#### Document excerpt:
--

Mar 24, 2011

So, it came about


I wanted to make a super-fun Pink Floyd playlist that I could enjoy on my walks to and from work.  I already owned the necessary albums:  Piper (I prefer the original mono mix); Meddle (I think Saucerful, Atom Hart, and Ummagmma are all awful); Dark Side; Wish You Were Here; and Animals.  

Uh, you say, Where is The Wall? I have had a difficult relationship with The Wall over the years.  When I was younger and Another Brick in the Wall (Part Two) was a massive hit I loved it, natch.  I was in the 6th grade; the boys chorus, the anti-school sentiment was perfect for kids my age.  Plus, it was a disco song! Which was something I could throw back in the faces of those kids who hated my beloved Beatles.  Those disco kids, in love with the BeeGees, Michael Jackson, John Travolta, Grease, etc, ... always fought with me and my friend, Rick Minor, on Fridays in our music class.  Fridays we could bring records and play them.  Finally, here was a song that all of us could enjoy.  (And just how brilliant of the Floyd was it to make their first US hit single a disco song?) 

Anyhoo, I promptly forgot about the Floyd right after that and went right back to my steady diet of Beatles, solo Beatles, Supertramp, and other bands that sounded just like the Beatles.  

Then in junior high I got turned on to prog rock.  This kid, we called him Goat Roper, I do not remember his real name, loaned me his super-pricey Walkman with In The Court of the Crimson King in it for a long drive to San Antonio for a drama/Texas history contest Goat Roper and I were competing in.  (We lost.  Some of our friends were also competing with a "scene/piece/?" about what a great dude Ross Perot was.  1981! They lost, too, but did better than Goat Roper and I.  One of the kids in the Ross Perot lovefest is now a movie critic for the Dallas Observer, part of the Village Voice family of weeklies.)  I was hooked.  The next year became a prog rock wonderland for me.  I liked Yes and King Crimson the most but finally got Dark Side of the Moon for my birthday in 1982.  Pink Floyd ruled my life for the next year.  I got Wish You Were Here next and finally right before I started high school, The Wall.

--

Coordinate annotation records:
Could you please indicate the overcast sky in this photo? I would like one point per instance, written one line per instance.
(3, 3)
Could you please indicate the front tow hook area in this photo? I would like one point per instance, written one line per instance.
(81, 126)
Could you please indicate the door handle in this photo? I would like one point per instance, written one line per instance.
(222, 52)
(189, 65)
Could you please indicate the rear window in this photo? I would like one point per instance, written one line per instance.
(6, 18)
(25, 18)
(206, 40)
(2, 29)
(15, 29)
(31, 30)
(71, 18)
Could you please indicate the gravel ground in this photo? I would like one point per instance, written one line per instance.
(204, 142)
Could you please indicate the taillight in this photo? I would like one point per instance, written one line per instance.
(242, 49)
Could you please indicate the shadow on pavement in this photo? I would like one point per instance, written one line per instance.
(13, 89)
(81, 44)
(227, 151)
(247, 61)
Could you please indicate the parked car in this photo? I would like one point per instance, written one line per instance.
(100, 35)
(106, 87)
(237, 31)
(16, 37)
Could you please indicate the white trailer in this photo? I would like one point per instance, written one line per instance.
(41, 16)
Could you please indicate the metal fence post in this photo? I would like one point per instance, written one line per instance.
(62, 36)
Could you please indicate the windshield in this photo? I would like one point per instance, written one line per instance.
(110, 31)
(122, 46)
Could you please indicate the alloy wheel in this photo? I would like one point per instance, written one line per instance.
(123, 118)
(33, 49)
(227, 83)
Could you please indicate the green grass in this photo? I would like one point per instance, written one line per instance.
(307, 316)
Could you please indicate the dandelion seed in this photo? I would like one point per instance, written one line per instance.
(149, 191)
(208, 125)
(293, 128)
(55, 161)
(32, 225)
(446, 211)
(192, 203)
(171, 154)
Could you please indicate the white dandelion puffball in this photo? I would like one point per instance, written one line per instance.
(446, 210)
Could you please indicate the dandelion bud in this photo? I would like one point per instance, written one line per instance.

--

#### Aim:
Please continue the blog post about making a Pink Floyd playlist, starting right after its last sentence.

#### Written response:
I loved The Wall.  I am sure I drove my parents crazy with it.  I loved the "sexy bits" of tracks like Young Lust and Run Like Hell ("picking her locks"), Comfortably Numb and Hey You were no brainers for a smart, sensitive fourteen year old like myself.  I loved learning what defecate meant from The Trial.  Both versions of In the Flesh were great, especially the "suurogate band" Part Two.  I lost myself in it.  In fact, I was so  besotted that when I heard about the "secret message" at the start of the second side (between Goodbye Blue Sky and Empty Spaces) I dutifully played the record backwards on my turntable, using my finger, to receive the Word From On High.  The secret message  truly does exist but it is really just a joke from the band. (I think to see who would be silly enough to do something like that at home.  Who would, anyway? Someone like me, obviously!)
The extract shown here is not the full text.